> _GIVEN PASSAGE_
Cooking for a crowd

As 3,000 people wait for dinner in the Tulsa ballroom at the Cox Business Center, Executive Chef Devin Levine drizzles a wild mushroom sauce on beef tenderloins.

His team works quickly and surprisingly quietly, arranging roasted vegetables and making sure the plates look perfect before they’re placed in hot boxes and taken on a quarter-mile ride from the kitchen to the ballroom.

It’s far from the frenetic kitchen scenes of TV shows. Levine remains calm, never raising his voice, even in the midst of occasional kitchen disasters. (Levine admits he can’t be trusted to toast bread for canapes. He’ll burn it every time.)

Pulling off a multicourse production like this — carting salads, entrees and desserts through narrow corridors and freight elevators — seems like a feat. But it’s a feat that’s accomplished multiple times a week, every week, at the Cox Business Center.

> _SOURCE DATA_
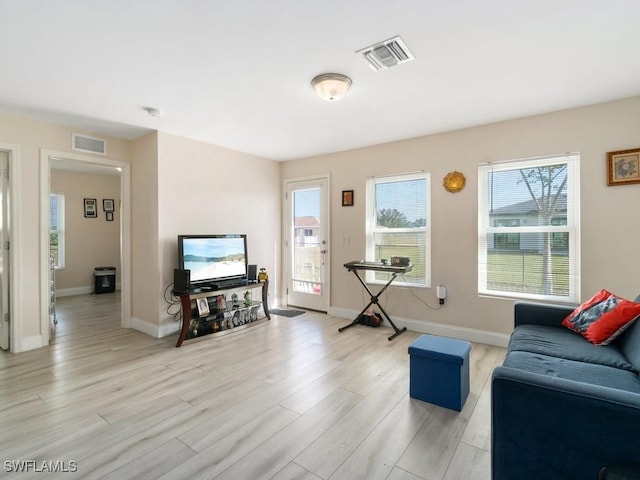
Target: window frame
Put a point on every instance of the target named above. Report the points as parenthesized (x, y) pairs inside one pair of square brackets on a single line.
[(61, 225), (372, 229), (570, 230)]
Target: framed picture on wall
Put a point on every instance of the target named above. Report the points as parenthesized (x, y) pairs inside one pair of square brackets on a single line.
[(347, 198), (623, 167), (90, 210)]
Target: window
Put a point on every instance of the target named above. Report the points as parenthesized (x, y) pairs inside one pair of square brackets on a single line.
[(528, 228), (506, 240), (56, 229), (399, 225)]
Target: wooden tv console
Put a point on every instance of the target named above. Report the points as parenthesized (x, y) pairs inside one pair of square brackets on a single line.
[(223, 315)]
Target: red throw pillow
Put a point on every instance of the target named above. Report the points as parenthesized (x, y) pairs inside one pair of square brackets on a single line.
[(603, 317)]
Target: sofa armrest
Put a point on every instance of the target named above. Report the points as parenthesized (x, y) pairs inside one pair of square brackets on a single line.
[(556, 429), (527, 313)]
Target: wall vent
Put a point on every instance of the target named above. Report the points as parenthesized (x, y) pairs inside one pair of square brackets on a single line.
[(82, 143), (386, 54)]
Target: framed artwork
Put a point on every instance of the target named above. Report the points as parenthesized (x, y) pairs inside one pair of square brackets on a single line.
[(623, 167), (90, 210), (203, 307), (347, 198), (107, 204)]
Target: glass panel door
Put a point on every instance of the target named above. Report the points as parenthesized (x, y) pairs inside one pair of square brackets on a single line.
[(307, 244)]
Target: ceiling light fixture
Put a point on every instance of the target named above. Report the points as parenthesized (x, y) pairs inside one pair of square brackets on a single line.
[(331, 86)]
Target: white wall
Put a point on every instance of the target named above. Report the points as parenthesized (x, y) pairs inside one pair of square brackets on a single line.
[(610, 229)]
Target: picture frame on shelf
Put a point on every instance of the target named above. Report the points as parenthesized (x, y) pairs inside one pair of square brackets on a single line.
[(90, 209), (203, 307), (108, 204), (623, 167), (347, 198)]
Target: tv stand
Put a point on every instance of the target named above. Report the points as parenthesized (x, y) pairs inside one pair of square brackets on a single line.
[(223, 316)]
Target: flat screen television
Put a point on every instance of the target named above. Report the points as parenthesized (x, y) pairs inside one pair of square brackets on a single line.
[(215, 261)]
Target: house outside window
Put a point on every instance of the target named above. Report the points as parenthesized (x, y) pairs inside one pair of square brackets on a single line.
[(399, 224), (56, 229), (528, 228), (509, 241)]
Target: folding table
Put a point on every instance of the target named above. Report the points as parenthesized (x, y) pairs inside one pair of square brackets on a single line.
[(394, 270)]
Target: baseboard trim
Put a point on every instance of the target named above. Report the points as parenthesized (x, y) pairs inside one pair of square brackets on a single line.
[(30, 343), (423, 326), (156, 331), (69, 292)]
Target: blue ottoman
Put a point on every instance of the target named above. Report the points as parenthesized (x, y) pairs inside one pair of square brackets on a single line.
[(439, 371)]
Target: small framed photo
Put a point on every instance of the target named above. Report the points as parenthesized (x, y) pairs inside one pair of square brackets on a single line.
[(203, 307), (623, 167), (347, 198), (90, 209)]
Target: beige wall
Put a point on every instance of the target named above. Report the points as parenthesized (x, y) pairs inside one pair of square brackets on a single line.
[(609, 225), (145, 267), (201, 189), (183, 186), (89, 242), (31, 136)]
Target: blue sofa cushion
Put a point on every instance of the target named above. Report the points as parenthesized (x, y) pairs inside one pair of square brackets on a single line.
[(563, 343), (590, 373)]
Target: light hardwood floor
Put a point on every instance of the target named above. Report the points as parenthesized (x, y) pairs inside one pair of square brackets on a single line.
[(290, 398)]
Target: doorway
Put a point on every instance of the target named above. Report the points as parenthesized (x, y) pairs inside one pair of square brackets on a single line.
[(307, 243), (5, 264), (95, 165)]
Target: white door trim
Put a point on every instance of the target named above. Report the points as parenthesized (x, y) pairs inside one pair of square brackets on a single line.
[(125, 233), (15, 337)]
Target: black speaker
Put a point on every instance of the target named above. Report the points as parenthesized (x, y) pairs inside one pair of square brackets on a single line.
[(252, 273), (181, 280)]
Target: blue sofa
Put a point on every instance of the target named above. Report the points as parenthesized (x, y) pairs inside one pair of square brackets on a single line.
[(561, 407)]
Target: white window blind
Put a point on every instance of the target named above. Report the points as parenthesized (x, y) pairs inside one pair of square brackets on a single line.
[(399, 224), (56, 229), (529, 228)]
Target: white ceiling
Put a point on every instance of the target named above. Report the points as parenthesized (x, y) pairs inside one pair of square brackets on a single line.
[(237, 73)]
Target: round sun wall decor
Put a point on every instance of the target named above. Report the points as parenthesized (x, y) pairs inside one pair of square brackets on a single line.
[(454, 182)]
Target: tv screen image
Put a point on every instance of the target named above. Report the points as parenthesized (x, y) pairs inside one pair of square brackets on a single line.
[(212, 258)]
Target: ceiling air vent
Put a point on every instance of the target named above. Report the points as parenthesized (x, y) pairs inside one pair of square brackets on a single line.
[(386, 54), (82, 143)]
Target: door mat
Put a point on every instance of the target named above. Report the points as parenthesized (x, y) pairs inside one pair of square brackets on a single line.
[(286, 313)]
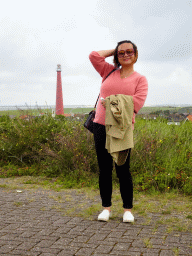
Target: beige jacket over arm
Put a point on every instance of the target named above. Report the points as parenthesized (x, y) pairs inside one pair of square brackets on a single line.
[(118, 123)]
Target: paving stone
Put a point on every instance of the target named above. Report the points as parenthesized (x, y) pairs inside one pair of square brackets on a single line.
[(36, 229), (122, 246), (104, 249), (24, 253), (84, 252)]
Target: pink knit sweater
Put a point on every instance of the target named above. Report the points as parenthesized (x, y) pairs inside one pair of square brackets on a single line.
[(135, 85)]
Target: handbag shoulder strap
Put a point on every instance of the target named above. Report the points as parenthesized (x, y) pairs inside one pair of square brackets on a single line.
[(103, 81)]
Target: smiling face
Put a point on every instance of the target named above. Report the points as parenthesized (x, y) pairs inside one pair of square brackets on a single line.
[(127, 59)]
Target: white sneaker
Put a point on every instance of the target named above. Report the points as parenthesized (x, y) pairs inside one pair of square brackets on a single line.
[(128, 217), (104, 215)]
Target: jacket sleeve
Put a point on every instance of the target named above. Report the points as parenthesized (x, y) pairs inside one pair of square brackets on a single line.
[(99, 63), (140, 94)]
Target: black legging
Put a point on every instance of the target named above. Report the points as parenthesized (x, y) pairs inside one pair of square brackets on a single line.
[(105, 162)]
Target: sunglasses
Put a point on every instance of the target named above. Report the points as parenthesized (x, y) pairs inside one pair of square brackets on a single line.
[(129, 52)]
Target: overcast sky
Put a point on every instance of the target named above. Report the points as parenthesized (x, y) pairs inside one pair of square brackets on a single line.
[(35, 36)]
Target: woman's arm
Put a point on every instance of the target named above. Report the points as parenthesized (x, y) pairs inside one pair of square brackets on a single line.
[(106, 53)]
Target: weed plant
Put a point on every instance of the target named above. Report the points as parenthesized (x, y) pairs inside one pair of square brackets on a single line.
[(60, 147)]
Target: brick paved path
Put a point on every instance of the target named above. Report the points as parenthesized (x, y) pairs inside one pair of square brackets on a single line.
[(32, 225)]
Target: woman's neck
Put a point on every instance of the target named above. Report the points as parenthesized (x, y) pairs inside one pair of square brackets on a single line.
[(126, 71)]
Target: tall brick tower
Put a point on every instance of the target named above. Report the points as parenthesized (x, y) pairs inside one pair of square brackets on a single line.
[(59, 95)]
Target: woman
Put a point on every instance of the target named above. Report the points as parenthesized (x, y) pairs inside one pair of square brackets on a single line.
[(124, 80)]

> _WORK TO COMPLETE_
[A] In the article on cooking for a crowd, why does serving a multicourse dinner at the Cox Business Center seem like a feat?
[B] According to the article on cooking for a crowd, how far do the hot boxes travel from the kitchen to the ballroom?

> _PROBLEM SOLUTIONS_
[A] Salads, entrees and desserts all have to be carted through narrow corridors and freight elevators to reach the diners.

[B] A quarter mile.